Dataset records -
┄┄┄┄┄┄┄┄┄┄

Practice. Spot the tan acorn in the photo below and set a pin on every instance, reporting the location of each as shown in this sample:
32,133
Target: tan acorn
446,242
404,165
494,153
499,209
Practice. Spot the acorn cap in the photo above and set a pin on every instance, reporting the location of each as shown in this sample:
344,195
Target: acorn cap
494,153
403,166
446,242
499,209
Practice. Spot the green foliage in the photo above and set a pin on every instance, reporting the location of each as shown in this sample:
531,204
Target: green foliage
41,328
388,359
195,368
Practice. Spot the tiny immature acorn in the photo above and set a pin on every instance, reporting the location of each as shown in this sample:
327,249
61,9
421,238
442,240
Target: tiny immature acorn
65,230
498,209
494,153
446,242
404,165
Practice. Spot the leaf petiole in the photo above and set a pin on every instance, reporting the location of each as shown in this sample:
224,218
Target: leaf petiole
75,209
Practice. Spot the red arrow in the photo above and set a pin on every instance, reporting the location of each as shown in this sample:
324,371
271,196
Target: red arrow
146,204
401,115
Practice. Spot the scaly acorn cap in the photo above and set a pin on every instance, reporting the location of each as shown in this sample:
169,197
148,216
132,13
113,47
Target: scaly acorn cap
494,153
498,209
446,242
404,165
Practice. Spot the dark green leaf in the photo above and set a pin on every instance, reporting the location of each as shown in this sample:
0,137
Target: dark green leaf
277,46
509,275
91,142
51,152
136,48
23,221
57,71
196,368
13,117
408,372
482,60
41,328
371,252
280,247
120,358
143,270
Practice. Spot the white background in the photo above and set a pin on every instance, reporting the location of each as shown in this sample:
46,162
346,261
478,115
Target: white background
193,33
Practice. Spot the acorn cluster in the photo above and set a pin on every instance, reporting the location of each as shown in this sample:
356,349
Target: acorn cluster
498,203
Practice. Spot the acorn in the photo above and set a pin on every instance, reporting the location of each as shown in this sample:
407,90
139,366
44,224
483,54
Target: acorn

┄┄┄┄┄┄┄┄┄┄

What you are asked to do - Please copy out all of the material above, substituting "Exercise" for every "Practice" and changing nothing else.

Written response -
Exercise. Spot the tan acorn in the photo below and set a pin on every instance, reporting the location of each as shown in this sample:
32,133
Target: tan acorn
446,242
404,165
494,153
499,209
Exercise. Spot the acorn cap in the photo above and set a pin on every instance, reporting the location of each as shown in this sample:
344,195
Target: acorn cap
494,153
403,166
446,242
499,209
Exercise. Spot the green foliage in the photo above and set a pin on every instance, reporting the location of each as shown in this sample:
531,204
Target: green foliage
41,328
388,359
195,368
Exercise. Spot the tiny immature acorn in the photo above and set a pin on every instance, reporting the location of each as shown in this sample:
327,249
61,9
421,238
442,240
Target: tiny immature acorn
65,230
498,209
494,153
446,242
404,165
Exercise. Spot the leaf petiole in the photo above and set a pin on every instance, reporting the location of each as shown in this sample:
224,218
Target: leaf petiole
75,209
Exercise. Spot the red arrow in the photo above and set a pin on every instance, reporting the location of each as shown in this sample:
324,371
271,196
Target: red arrow
146,204
401,115
Exercise. Spot the scaly acorn cap in the photo above and set a pin on every instance, reporting the location of each as shown in this sample:
169,197
148,216
132,13
113,47
Target: scaly acorn cap
494,153
498,209
446,242
404,165
Exercise. Spot the dark green leaf in the photo above and set a pin on every instance, reporting the location of each as shown in this sample:
0,137
Target: dark green leaf
277,46
509,275
91,142
51,152
136,48
23,221
57,71
196,368
13,117
408,372
482,60
41,328
371,252
280,247
120,358
143,270
Exercise. Spot the white background in the photo above and set a pin on every instance, reporting the location of each as shown in this sample:
46,162
346,261
478,115
Target: white background
193,33
Exercise. Spot the acorn cluster in the photo above and set a pin on every instance, reporting the location of each as shown in this sample:
356,349
Target: acorn cluster
498,203
Exercise. Spot the acorn in the photo above and set a pin on every instance, reporting the location of each as shown in this sample:
407,90
139,366
44,224
483,54
Target: acorn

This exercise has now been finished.